* [TEXTE FOURNI]:
★ ★ ★

Nous publions la première partie d’un article de notre camarade Jean-Jacques Chavigné dans lequel il revient sur la définition et la mesure du chômage. La deuxième partie sera dans la lettre électronique de D&S de la semaine prochaine.

Inverser la courbe du chômage est, depuis son élection, l’objectif que François Hollande affirme s’être fixé. Il avait déclaré un peu rapidement, fin 2012, que cet objectif serait atteint fin 2013. L’actuel président de la République a lié, à plusieurs reprises, sa candidature à l’élection présidentielle de 2017 à l’inversion de cette courbe. Il vient de le réaffirmer en déclarant : "J'ai été candidat pour que nous créions les conditions pour qu'il y ait une baisse du chômage, et il doit y avoir une baisse du chômage. Et s'il n'y a pas de baisse du chômage, vous savez quelles conclusions j'en tirerai"

1. Que signifient les termes « baisse du chômage » pour François Hollande ?

• Son objectif est-il que le nombre de demandeurs d’emploi soit moins important à la fin de son quinquennat qu’au début ?

Ce serait un objectif digne du candidat dont le seul adversaire était « le monde de la finance » et qui affirmait dans ses « 60 engagements » : « Je veux combattre le chômage qui frappe particulièrement les jeunes et les seniors ».

★ ★ ★

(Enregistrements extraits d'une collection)
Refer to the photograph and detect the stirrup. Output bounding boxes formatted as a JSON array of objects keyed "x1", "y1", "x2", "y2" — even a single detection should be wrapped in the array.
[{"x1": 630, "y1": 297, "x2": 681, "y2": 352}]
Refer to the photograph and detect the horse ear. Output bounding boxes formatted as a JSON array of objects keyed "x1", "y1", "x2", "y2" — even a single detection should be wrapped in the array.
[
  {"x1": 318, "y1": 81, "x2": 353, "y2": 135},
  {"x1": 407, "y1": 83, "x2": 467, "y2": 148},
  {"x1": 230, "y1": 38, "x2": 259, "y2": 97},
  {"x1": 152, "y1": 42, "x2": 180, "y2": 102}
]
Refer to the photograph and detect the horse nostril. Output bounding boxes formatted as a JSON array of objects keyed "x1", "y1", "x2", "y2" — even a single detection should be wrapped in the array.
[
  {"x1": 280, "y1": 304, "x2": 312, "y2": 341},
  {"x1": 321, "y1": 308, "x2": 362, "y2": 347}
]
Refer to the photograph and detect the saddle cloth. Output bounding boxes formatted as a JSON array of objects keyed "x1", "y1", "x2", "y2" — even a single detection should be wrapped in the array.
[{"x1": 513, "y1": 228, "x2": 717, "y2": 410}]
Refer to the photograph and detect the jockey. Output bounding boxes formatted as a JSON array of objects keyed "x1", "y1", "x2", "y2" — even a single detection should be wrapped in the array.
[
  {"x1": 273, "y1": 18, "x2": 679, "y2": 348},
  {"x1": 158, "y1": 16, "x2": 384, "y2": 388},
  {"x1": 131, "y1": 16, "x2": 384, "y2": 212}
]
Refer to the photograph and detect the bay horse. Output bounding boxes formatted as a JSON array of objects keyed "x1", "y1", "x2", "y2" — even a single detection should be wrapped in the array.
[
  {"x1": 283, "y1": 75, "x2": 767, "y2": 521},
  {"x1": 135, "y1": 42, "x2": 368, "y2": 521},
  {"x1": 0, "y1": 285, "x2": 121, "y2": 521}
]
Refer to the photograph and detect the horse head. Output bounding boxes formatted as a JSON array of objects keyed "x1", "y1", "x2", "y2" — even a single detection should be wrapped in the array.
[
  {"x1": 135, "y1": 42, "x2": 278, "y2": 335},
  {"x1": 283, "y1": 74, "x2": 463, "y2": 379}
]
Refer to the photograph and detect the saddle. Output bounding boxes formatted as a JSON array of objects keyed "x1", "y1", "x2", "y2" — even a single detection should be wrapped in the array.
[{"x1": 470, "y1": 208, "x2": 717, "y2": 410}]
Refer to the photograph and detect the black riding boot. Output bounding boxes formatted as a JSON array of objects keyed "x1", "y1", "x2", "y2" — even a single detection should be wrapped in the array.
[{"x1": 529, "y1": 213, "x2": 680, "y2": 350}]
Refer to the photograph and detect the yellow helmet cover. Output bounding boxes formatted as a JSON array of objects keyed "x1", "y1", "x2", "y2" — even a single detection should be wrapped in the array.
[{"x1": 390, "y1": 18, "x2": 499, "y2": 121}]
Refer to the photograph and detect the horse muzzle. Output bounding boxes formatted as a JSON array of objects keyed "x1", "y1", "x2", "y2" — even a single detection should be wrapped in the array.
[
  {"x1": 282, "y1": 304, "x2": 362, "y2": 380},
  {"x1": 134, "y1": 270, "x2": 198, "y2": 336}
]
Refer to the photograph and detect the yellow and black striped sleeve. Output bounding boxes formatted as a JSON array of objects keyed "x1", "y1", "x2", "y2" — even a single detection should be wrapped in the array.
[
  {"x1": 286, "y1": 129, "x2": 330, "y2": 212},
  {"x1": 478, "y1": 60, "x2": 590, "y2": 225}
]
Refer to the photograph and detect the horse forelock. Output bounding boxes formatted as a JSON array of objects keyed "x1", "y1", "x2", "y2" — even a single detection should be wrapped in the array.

★ ★ ★

* [CONSIGNE]: D'après le texte sur le chômage, pour quand François Hollande avait-il annoncé, fin 2012, que l'inversion de la courbe serait atteinte ?

* [RÉPONSE RÉDIGÉE]: Pour fin 2013.